Named object pointing entries:
** START **
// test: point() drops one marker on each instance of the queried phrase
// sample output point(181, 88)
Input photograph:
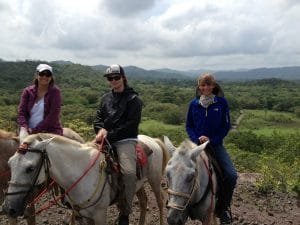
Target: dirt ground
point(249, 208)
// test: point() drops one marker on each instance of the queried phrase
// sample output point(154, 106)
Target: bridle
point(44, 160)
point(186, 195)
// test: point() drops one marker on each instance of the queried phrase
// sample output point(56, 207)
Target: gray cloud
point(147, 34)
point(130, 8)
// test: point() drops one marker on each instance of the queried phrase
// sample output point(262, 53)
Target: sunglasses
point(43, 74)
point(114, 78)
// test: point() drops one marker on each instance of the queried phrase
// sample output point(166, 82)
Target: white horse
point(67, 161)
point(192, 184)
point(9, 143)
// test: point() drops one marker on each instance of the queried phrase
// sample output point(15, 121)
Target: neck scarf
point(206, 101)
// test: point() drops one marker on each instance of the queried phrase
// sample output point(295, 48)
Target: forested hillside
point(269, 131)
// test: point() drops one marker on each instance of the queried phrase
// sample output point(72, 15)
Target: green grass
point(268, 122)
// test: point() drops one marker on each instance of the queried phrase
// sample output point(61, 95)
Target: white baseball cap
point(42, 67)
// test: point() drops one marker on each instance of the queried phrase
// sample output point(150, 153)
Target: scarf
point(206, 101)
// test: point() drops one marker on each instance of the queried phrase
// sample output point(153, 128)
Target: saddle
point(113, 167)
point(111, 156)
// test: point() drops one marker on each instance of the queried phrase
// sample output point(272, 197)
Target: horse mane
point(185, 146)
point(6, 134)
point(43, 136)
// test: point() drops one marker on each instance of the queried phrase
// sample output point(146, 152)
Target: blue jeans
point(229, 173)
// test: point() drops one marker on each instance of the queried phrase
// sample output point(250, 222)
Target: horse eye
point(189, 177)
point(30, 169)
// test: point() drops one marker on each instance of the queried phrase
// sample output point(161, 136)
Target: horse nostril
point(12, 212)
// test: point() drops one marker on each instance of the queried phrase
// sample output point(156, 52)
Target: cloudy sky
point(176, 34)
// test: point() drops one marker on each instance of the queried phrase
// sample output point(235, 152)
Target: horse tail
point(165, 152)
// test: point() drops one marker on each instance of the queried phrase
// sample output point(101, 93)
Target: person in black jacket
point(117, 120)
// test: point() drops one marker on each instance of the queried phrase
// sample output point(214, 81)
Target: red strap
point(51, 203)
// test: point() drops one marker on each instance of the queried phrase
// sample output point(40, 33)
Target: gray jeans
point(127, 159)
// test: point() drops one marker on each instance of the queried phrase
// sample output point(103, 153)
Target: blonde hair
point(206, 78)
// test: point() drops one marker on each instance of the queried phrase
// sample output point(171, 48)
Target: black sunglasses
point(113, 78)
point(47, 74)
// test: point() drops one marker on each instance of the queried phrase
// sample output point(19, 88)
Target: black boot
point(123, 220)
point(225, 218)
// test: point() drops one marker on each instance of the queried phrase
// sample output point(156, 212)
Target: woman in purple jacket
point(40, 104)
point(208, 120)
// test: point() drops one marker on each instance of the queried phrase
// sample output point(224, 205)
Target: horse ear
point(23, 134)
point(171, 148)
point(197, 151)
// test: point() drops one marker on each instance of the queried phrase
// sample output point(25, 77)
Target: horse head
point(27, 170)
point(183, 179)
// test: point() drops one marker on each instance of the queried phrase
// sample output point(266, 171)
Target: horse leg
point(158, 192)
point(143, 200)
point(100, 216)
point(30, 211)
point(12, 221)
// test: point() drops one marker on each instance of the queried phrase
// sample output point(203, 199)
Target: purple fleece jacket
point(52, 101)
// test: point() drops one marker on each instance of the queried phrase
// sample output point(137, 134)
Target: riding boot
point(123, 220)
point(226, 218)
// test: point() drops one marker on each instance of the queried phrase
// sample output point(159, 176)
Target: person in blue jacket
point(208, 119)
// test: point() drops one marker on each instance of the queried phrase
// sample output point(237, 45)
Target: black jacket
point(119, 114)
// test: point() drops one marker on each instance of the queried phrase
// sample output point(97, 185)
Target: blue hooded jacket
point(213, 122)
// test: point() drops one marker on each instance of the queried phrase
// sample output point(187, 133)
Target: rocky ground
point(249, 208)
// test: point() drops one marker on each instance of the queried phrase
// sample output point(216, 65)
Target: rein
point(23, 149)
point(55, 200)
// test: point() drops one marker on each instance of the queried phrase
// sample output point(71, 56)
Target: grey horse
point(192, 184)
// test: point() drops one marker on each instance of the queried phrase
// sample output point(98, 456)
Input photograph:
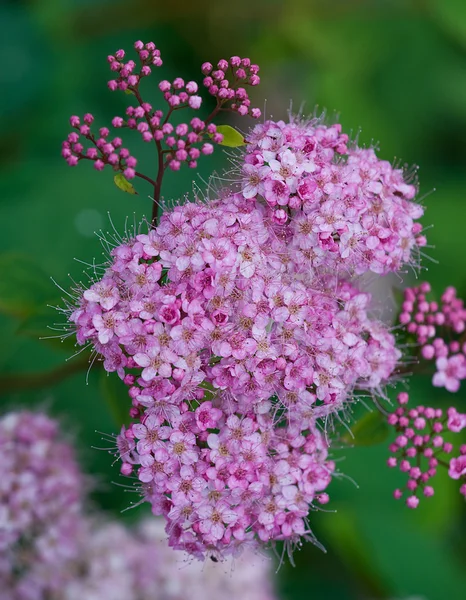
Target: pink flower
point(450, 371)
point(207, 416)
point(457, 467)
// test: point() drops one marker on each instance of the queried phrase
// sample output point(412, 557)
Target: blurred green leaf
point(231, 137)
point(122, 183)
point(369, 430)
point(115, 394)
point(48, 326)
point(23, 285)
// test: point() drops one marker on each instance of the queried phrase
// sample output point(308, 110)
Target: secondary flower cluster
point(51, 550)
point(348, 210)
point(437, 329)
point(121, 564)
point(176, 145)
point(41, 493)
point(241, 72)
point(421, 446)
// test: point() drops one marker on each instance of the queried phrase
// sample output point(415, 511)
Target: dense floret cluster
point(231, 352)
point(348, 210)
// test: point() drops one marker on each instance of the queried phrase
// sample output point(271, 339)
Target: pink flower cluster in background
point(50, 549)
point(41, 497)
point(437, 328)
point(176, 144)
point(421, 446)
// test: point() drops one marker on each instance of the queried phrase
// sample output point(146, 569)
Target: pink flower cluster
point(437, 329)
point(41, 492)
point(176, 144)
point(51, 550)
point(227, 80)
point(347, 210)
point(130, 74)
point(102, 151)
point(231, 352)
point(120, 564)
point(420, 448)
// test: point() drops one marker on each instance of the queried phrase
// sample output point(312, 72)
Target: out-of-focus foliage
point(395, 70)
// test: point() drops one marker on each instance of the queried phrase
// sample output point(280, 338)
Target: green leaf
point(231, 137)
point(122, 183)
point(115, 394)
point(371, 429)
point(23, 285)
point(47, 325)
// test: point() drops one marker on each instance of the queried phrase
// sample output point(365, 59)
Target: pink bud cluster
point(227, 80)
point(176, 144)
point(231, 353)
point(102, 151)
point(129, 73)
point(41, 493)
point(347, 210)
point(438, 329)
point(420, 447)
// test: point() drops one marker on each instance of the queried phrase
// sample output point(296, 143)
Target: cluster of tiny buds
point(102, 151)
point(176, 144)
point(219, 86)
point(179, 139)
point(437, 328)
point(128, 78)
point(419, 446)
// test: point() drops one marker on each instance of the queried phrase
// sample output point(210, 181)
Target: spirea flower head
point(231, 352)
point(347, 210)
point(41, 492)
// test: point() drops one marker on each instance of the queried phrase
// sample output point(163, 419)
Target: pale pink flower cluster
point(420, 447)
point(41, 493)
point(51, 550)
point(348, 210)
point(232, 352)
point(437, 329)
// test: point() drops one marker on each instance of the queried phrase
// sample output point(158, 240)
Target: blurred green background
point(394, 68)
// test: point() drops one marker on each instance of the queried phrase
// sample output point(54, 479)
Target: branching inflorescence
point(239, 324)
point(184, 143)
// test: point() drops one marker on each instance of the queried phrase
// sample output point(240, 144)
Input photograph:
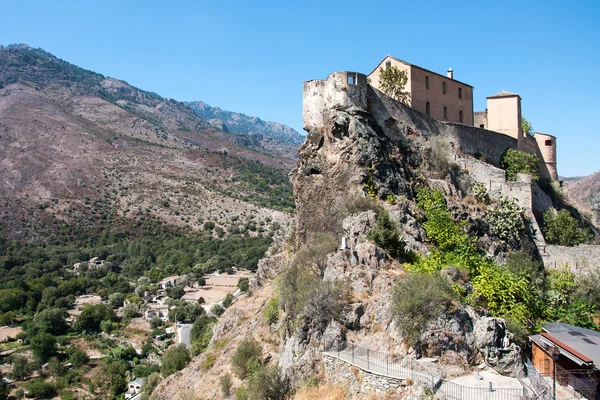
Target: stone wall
** END **
PROBLEM: Rewrite the data starting at the beginning and ending at the line that contains "point(30, 169)", with "Target" replaced by "Label" and everything else unchanged. Omit the pictures from your answer.

EXERCISE ANSWER:
// test: point() drops one marker on each instance of the queried phrase
// sample output point(181, 88)
Input photograph:
Label: dirt ground
point(249, 208)
// test: point() drops one marker on each instance of the queried phrase
// sample output point(154, 106)
Label: bridle
point(44, 160)
point(186, 195)
// test: point() drops one marker on each instance of the queried phrase
// sample output point(56, 207)
Label: gray cloud
point(147, 34)
point(130, 8)
// test: point() drops one marker on each instance of the queried phrase
// sample output point(262, 53)
Label: sunglasses
point(43, 74)
point(114, 78)
// test: point() drops one marker on each instance of the queried phrase
// sample output point(166, 82)
Label: white horse
point(67, 161)
point(192, 184)
point(9, 143)
// test: point() drops one marker on each instance of the queried phrase
// sample output point(15, 121)
Label: neck scarf
point(206, 101)
// test: point() drops one marker on each instance of the queried phrase
// sample output point(295, 48)
Label: forested hillside
point(269, 131)
// test: point() drops one marker on each instance of the queried phrase
// sample output point(72, 15)
Label: green grass
point(268, 122)
// test: point() drops one marker on each instance of the queried phrase
// sample output point(61, 95)
Label: white baseball cap
point(42, 67)
// test: point() drops one marker on each instance of the queried phrase
// sample output point(150, 153)
Label: scarf
point(206, 101)
// test: point() drops one marker on each instance of the queried phrase
// sample output point(153, 128)
Label: saddle
point(113, 167)
point(111, 156)
// test: point() drops one marker on each instance of the queried phrase
// sample output point(272, 197)
Label: horse mane
point(185, 146)
point(6, 134)
point(43, 136)
// test: point() drops one marker on each instance of the queried phrase
// sample output point(146, 152)
Label: blue jeans
point(229, 173)
// test: point() drops one marker on each instance of the queried phrase
// sample output point(250, 222)
Label: horse eye
point(189, 177)
point(30, 169)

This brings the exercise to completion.